§ **INSTRUCCIONES Y REQUISITOS**
Copia de nuevo las líneas que van desde la que contiene "Scan the image provided and answer: is any tower" hasta la que contiene "xmin=0 ymin=0 xmax=450 ymax=95", ambas incluidas, sustituyendo "bounding rectangle" por "bounding box" sin cambiar nada más.

Registros de un conjunto de datos:
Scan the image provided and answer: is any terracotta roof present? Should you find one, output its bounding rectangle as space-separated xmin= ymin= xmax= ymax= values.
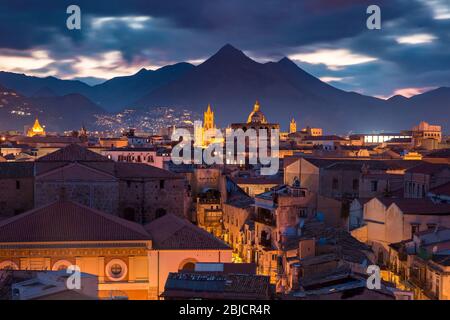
xmin=164 ymin=272 xmax=270 ymax=299
xmin=393 ymin=198 xmax=450 ymax=215
xmin=0 ymin=201 xmax=151 ymax=243
xmin=432 ymin=254 xmax=450 ymax=267
xmin=231 ymin=176 xmax=283 ymax=184
xmin=303 ymin=135 xmax=345 ymax=141
xmin=0 ymin=162 xmax=34 ymax=179
xmin=430 ymin=182 xmax=450 ymax=196
xmin=36 ymin=144 xmax=112 ymax=162
xmin=144 ymin=214 xmax=231 ymax=250
xmin=406 ymin=162 xmax=450 ymax=175
xmin=115 ymin=162 xmax=183 ymax=179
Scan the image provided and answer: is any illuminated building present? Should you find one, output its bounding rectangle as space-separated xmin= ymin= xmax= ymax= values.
xmin=289 ymin=118 xmax=297 ymax=133
xmin=0 ymin=200 xmax=231 ymax=300
xmin=194 ymin=104 xmax=223 ymax=148
xmin=27 ymin=118 xmax=45 ymax=137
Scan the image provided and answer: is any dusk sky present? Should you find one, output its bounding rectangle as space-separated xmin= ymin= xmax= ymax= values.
xmin=0 ymin=0 xmax=450 ymax=97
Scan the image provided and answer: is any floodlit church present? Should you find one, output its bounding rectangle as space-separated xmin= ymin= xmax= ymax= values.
xmin=194 ymin=104 xmax=224 ymax=148
xmin=231 ymin=101 xmax=280 ymax=133
xmin=27 ymin=118 xmax=45 ymax=137
xmin=0 ymin=200 xmax=232 ymax=300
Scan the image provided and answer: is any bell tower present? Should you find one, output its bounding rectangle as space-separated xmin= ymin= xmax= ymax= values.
xmin=289 ymin=118 xmax=297 ymax=133
xmin=203 ymin=104 xmax=216 ymax=130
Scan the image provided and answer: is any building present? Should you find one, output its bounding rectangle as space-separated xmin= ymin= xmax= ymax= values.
xmin=0 ymin=201 xmax=231 ymax=300
xmin=351 ymin=197 xmax=450 ymax=265
xmin=162 ymin=272 xmax=271 ymax=300
xmin=412 ymin=121 xmax=442 ymax=150
xmin=27 ymin=118 xmax=45 ymax=137
xmin=404 ymin=162 xmax=450 ymax=198
xmin=289 ymin=118 xmax=297 ymax=133
xmin=0 ymin=162 xmax=34 ymax=219
xmin=100 ymin=147 xmax=170 ymax=169
xmin=385 ymin=227 xmax=450 ymax=300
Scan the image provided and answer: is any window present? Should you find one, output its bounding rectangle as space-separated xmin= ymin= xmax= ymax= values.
xmin=370 ymin=180 xmax=378 ymax=192
xmin=411 ymin=224 xmax=420 ymax=236
xmin=111 ymin=263 xmax=123 ymax=277
xmin=331 ymin=178 xmax=339 ymax=190
xmin=353 ymin=179 xmax=359 ymax=191
xmin=106 ymin=259 xmax=128 ymax=281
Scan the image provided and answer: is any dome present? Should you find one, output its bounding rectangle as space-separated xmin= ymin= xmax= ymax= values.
xmin=247 ymin=101 xmax=267 ymax=123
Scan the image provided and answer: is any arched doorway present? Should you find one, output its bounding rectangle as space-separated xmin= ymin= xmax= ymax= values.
xmin=178 ymin=258 xmax=197 ymax=272
xmin=155 ymin=208 xmax=167 ymax=219
xmin=123 ymin=208 xmax=135 ymax=221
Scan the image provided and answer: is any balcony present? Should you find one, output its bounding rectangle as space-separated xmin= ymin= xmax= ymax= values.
xmin=255 ymin=208 xmax=276 ymax=227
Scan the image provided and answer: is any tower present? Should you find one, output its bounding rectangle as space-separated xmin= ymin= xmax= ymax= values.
xmin=27 ymin=117 xmax=45 ymax=137
xmin=289 ymin=118 xmax=297 ymax=133
xmin=203 ymin=104 xmax=216 ymax=130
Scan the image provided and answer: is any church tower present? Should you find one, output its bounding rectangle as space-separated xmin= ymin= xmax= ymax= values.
xmin=289 ymin=118 xmax=297 ymax=133
xmin=203 ymin=104 xmax=216 ymax=130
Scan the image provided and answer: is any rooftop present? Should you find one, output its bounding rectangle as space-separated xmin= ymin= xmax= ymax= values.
xmin=0 ymin=201 xmax=151 ymax=243
xmin=144 ymin=214 xmax=231 ymax=250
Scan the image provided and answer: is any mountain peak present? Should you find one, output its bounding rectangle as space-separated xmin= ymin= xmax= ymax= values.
xmin=277 ymin=57 xmax=297 ymax=67
xmin=207 ymin=44 xmax=253 ymax=63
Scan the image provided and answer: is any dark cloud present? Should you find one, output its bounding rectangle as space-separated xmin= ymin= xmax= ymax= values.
xmin=0 ymin=0 xmax=450 ymax=95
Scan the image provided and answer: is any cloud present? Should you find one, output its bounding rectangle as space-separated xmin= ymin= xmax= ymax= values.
xmin=319 ymin=77 xmax=344 ymax=83
xmin=289 ymin=49 xmax=377 ymax=70
xmin=0 ymin=0 xmax=450 ymax=96
xmin=395 ymin=33 xmax=436 ymax=44
xmin=391 ymin=87 xmax=436 ymax=98
xmin=0 ymin=50 xmax=57 ymax=76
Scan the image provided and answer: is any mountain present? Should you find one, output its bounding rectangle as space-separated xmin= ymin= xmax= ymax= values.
xmin=0 ymin=86 xmax=105 ymax=131
xmin=0 ymin=71 xmax=91 ymax=96
xmin=0 ymin=45 xmax=450 ymax=134
xmin=89 ymin=62 xmax=194 ymax=111
xmin=136 ymin=45 xmax=450 ymax=133
xmin=0 ymin=62 xmax=194 ymax=111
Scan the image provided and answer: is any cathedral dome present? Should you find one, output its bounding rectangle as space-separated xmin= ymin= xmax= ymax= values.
xmin=247 ymin=101 xmax=267 ymax=123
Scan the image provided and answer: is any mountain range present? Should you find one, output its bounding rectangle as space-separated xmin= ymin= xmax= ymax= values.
xmin=0 ymin=45 xmax=450 ymax=133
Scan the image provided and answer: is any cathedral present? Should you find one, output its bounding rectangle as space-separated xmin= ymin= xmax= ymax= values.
xmin=27 ymin=118 xmax=45 ymax=137
xmin=231 ymin=101 xmax=280 ymax=133
xmin=194 ymin=104 xmax=223 ymax=148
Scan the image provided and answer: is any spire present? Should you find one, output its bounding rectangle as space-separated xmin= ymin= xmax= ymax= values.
xmin=289 ymin=118 xmax=297 ymax=133
xmin=253 ymin=100 xmax=260 ymax=112
xmin=203 ymin=104 xmax=215 ymax=130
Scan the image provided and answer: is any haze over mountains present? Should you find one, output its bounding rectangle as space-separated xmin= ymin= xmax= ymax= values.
xmin=0 ymin=45 xmax=450 ymax=133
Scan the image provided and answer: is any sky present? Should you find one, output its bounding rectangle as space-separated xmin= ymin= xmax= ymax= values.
xmin=0 ymin=0 xmax=450 ymax=98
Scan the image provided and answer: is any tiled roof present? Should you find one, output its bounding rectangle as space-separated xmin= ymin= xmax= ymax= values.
xmin=164 ymin=272 xmax=270 ymax=296
xmin=303 ymin=135 xmax=345 ymax=141
xmin=430 ymin=182 xmax=450 ymax=196
xmin=0 ymin=201 xmax=151 ymax=243
xmin=432 ymin=254 xmax=450 ymax=267
xmin=406 ymin=162 xmax=450 ymax=175
xmin=393 ymin=198 xmax=450 ymax=215
xmin=36 ymin=143 xmax=112 ymax=162
xmin=231 ymin=176 xmax=283 ymax=184
xmin=115 ymin=162 xmax=183 ymax=179
xmin=144 ymin=214 xmax=231 ymax=250
xmin=0 ymin=162 xmax=34 ymax=179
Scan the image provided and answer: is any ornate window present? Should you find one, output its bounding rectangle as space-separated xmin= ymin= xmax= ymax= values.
xmin=106 ymin=259 xmax=128 ymax=281
xmin=0 ymin=260 xmax=19 ymax=270
xmin=52 ymin=260 xmax=72 ymax=271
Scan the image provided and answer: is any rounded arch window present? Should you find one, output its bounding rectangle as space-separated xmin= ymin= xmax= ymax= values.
xmin=106 ymin=259 xmax=128 ymax=281
xmin=155 ymin=208 xmax=167 ymax=219
xmin=178 ymin=259 xmax=197 ymax=272
xmin=52 ymin=260 xmax=72 ymax=271
xmin=0 ymin=260 xmax=19 ymax=270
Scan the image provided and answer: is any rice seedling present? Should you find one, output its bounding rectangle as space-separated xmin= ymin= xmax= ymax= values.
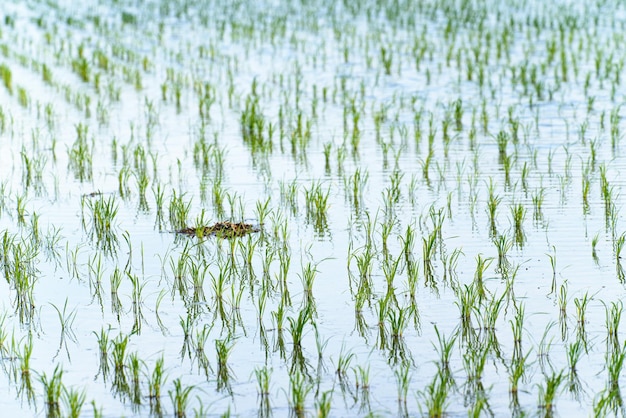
xmin=215 ymin=340 xmax=234 ymax=393
xmin=168 ymin=378 xmax=194 ymax=418
xmin=39 ymin=364 xmax=65 ymax=417
xmin=538 ymin=371 xmax=565 ymax=415
xmin=63 ymin=387 xmax=87 ymax=418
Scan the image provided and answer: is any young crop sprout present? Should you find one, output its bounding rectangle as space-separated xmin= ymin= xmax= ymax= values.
xmin=168 ymin=378 xmax=194 ymax=418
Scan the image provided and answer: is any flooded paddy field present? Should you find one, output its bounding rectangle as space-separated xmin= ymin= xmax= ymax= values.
xmin=0 ymin=0 xmax=626 ymax=417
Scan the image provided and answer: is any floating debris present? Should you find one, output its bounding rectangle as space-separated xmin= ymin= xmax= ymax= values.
xmin=176 ymin=221 xmax=261 ymax=238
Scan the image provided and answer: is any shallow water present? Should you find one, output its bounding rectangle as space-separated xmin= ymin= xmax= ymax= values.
xmin=0 ymin=0 xmax=626 ymax=416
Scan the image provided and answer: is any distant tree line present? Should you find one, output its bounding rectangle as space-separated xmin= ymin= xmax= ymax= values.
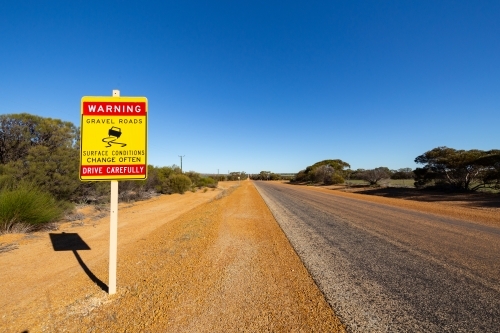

§ **SALIDA COMPLETA**
Scan the image provided and answer: is any tower present? Should you find one, output its bounding box as space-separated xmin= ymin= xmax= ymax= values.
xmin=27 ymin=117 xmax=45 ymax=137
xmin=289 ymin=118 xmax=297 ymax=133
xmin=203 ymin=104 xmax=216 ymax=130
Scan the image provided and answer: is any church tower present? Should you find one, output its bounding box as space-separated xmin= ymin= xmax= ymax= values.
xmin=289 ymin=118 xmax=297 ymax=133
xmin=203 ymin=104 xmax=216 ymax=130
Scan the image provided and answer: is any rooftop present? Should you find one, output its bounding box as space-separated xmin= ymin= xmax= ymax= values.
xmin=0 ymin=201 xmax=151 ymax=243
xmin=144 ymin=214 xmax=231 ymax=250
Scan the image provided and answer: is any mountain peak present? Should you find one, output its bounding box as space-separated xmin= ymin= xmax= ymax= values.
xmin=277 ymin=57 xmax=297 ymax=67
xmin=207 ymin=44 xmax=253 ymax=63
Scan the image provided and answer: is any dark cloud present? Should you find one, output its bounding box as space-separated xmin= ymin= xmax= ymax= values.
xmin=0 ymin=0 xmax=450 ymax=95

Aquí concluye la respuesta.